#### RECORD EXCERPTS:
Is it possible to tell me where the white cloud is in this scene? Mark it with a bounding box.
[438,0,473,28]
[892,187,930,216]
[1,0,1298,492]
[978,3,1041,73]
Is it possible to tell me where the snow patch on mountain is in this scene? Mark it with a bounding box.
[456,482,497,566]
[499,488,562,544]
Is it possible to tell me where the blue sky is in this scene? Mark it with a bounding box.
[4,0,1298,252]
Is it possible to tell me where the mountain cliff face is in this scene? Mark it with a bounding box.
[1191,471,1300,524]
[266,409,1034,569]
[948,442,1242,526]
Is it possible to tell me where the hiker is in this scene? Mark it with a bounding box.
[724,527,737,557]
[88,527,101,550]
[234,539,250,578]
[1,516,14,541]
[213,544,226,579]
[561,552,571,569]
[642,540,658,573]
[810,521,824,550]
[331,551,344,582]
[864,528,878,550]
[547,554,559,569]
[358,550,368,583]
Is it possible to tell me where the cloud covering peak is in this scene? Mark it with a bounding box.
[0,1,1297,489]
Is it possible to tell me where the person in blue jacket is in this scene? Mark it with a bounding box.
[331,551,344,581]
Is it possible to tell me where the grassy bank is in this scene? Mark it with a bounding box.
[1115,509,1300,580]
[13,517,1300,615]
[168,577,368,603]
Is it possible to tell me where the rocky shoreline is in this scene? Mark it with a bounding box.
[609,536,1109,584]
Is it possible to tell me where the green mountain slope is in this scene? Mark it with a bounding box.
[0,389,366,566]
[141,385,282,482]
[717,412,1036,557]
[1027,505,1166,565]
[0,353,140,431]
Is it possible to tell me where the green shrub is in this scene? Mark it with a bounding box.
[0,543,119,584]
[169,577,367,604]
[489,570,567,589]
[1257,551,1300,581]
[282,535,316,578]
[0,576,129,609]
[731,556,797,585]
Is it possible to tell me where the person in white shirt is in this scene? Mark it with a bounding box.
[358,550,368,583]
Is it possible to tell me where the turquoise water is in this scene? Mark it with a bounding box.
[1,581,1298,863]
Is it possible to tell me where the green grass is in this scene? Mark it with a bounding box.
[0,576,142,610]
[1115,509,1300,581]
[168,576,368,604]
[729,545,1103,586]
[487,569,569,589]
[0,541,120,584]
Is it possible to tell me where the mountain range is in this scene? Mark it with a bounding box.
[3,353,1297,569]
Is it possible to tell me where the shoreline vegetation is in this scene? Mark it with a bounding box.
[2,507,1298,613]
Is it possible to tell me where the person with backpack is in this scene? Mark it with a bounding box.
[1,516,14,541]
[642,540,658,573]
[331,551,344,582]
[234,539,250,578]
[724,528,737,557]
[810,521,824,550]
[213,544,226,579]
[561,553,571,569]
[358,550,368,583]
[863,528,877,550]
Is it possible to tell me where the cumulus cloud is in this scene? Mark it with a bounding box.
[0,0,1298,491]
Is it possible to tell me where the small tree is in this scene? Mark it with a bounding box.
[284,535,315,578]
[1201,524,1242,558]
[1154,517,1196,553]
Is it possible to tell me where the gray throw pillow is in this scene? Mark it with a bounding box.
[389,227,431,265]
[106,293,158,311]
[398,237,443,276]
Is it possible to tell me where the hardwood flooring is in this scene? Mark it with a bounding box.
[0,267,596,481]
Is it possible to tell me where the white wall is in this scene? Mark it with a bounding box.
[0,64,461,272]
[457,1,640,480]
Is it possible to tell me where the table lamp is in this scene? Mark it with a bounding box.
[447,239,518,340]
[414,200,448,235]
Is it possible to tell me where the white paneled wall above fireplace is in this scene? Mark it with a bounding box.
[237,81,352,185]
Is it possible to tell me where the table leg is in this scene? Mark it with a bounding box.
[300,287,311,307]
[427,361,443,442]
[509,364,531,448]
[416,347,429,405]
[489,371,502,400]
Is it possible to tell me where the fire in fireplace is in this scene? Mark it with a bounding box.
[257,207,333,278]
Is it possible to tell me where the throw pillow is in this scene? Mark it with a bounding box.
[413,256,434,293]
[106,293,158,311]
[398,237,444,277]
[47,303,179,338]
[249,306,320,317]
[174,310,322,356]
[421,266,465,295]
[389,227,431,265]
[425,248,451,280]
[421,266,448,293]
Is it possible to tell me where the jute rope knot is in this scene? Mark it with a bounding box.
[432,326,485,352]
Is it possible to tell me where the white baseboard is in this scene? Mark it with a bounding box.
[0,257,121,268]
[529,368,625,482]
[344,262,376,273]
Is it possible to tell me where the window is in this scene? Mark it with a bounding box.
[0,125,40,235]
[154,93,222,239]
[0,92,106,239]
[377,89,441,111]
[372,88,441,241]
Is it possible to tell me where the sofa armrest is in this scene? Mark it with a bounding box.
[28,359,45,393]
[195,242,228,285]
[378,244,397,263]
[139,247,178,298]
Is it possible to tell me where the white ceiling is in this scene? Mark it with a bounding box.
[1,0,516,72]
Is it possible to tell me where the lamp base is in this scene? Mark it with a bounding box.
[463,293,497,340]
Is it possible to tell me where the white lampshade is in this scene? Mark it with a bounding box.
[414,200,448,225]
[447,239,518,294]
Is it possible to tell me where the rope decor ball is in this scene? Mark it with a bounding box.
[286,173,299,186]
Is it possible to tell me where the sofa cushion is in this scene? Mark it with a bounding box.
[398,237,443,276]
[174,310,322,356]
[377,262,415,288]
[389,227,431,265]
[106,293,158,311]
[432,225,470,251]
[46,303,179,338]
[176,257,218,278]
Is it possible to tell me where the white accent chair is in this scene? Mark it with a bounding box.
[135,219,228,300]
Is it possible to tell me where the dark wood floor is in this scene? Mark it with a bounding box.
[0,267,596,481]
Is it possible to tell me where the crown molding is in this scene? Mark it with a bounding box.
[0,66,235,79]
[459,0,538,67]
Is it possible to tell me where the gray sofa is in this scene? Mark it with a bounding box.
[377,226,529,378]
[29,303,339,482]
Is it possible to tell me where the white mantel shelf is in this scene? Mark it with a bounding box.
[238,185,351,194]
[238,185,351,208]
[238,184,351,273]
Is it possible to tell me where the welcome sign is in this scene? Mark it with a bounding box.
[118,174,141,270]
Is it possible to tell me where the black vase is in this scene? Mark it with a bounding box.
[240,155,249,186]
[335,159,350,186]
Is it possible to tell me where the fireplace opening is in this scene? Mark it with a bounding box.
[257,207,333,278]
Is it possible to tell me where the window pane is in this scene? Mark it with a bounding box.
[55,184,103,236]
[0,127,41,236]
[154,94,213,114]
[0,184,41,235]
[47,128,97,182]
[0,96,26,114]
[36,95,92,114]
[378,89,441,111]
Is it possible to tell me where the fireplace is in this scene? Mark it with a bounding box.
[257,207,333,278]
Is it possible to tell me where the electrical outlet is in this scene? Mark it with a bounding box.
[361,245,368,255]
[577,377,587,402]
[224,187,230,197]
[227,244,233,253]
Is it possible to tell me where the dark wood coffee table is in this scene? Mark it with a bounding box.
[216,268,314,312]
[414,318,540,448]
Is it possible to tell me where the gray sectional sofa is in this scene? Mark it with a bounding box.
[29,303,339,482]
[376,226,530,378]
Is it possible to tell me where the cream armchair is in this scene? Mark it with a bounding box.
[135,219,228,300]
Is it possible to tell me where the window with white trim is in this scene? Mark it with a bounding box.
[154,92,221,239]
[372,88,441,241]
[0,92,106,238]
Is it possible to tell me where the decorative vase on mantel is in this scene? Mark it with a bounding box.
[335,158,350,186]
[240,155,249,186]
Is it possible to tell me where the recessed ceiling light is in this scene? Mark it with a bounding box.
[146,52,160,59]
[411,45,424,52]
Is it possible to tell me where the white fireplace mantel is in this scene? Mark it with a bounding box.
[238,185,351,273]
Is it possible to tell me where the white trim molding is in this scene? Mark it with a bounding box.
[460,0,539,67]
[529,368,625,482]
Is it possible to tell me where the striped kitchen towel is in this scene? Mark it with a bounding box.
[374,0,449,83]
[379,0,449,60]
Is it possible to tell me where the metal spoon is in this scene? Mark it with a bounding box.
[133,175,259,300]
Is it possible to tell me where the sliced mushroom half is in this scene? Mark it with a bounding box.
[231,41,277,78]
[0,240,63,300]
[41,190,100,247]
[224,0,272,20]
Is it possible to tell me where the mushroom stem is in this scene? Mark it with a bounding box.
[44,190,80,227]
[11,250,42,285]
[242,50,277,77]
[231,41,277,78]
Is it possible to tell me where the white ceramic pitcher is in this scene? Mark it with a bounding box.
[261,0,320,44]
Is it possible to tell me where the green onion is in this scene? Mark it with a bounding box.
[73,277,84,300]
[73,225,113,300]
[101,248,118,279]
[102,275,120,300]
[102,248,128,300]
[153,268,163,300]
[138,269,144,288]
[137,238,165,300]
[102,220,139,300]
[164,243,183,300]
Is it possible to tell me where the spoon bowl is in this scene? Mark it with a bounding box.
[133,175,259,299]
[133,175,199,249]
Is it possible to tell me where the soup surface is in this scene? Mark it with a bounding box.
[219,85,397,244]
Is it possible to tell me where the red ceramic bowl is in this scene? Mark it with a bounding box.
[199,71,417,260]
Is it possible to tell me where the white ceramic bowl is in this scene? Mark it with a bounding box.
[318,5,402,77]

#### REQUIRED ACTION:
Every line from the one containing "Is it possible to tell me where the white ceramic bowl" through the final line of the data above is to be restated word for word, and nothing more.

#### ANSWER BELOW:
Is it possible to tell me where the white ceramic bowl is in this scene? Mark it with a bounding box.
[318,5,402,77]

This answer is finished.